● Task instructions:
Beginning with the line that has "0H744L733 47L760 79L789", please write out each remaining line of the listing below, word for word.

● Supplied material:
======

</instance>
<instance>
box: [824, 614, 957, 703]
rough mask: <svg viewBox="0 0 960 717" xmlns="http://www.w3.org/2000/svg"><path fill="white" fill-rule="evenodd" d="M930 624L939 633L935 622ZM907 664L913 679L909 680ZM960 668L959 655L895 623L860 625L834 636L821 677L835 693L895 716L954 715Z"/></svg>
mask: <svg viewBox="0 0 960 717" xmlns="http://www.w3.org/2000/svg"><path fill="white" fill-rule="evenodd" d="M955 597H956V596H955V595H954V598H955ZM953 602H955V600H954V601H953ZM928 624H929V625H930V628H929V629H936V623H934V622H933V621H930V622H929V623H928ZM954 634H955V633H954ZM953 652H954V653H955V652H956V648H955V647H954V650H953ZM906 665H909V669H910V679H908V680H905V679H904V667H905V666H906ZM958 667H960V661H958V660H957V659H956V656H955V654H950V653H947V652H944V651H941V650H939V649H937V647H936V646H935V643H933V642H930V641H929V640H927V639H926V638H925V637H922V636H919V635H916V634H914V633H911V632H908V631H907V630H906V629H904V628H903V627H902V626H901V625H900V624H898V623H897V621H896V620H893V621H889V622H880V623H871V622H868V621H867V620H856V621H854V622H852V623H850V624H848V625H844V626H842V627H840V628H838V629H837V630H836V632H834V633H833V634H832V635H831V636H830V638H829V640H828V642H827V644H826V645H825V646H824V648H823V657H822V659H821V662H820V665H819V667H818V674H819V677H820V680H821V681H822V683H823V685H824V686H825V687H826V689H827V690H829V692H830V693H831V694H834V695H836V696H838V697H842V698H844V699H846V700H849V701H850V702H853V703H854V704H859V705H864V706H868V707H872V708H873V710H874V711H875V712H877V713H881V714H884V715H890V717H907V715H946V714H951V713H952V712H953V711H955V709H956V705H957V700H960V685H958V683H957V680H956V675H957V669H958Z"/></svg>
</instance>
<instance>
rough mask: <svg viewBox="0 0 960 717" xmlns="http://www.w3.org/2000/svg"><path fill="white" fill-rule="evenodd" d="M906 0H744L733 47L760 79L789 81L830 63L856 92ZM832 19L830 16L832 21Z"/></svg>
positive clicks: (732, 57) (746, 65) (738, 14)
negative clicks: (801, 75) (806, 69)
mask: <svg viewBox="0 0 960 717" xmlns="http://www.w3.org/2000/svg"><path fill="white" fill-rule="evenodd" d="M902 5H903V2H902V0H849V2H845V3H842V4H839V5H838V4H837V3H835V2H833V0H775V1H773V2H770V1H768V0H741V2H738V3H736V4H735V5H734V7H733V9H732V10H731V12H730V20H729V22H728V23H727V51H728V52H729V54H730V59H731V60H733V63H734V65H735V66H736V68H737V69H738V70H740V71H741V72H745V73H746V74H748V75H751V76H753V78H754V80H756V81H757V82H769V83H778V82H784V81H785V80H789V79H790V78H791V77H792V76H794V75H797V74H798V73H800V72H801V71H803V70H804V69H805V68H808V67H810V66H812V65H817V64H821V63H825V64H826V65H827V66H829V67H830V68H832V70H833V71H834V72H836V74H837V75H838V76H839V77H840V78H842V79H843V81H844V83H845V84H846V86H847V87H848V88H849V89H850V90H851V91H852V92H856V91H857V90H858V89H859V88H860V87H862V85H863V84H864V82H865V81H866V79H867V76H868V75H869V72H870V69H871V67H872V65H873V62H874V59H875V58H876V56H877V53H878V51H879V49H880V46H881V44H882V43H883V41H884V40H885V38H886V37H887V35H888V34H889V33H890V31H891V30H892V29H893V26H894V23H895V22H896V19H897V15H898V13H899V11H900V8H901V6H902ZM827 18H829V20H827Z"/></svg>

======

● Response area:
rough mask: <svg viewBox="0 0 960 717" xmlns="http://www.w3.org/2000/svg"><path fill="white" fill-rule="evenodd" d="M906 0H744L733 47L760 79L789 81L830 63L856 92ZM832 19L830 16L832 21Z"/></svg>
positive clicks: (732, 57) (746, 65) (738, 14)
negative clicks: (801, 75) (806, 69)
mask: <svg viewBox="0 0 960 717" xmlns="http://www.w3.org/2000/svg"><path fill="white" fill-rule="evenodd" d="M902 5H903V2H902V0H849V2H845V3H842V4H839V5H838V4H837V3H835V2H833V0H775V1H773V2H770V1H768V0H741V2H738V3H736V4H735V5H734V7H733V9H732V10H731V12H730V20H729V22H728V23H727V51H728V52H729V54H730V59H731V60H733V63H734V65H735V66H736V68H737V69H738V70H740V71H741V72H745V73H746V74H748V75H751V76H753V78H754V80H756V81H757V82H769V83H778V82H784V81H785V80H789V79H790V78H791V77H792V76H794V75H797V74H798V73H800V72H801V71H803V70H804V69H805V68H808V67H810V66H812V65H817V64H821V63H825V64H826V65H827V66H829V67H830V68H832V70H833V71H834V72H836V74H837V75H838V76H839V77H840V78H842V79H843V81H844V83H845V84H846V86H847V87H848V88H849V89H850V90H851V91H852V92H856V91H857V90H858V89H859V88H860V87H862V85H863V84H864V82H865V81H866V79H867V76H868V75H869V72H870V69H871V67H872V65H873V62H874V59H875V58H876V56H877V53H878V51H879V49H880V46H881V44H882V43H883V41H884V40H885V38H886V37H887V35H888V34H889V33H890V31H891V30H892V29H893V26H894V23H895V22H896V19H897V15H898V13H899V11H900V8H901V6H902ZM827 18H829V20H827Z"/></svg>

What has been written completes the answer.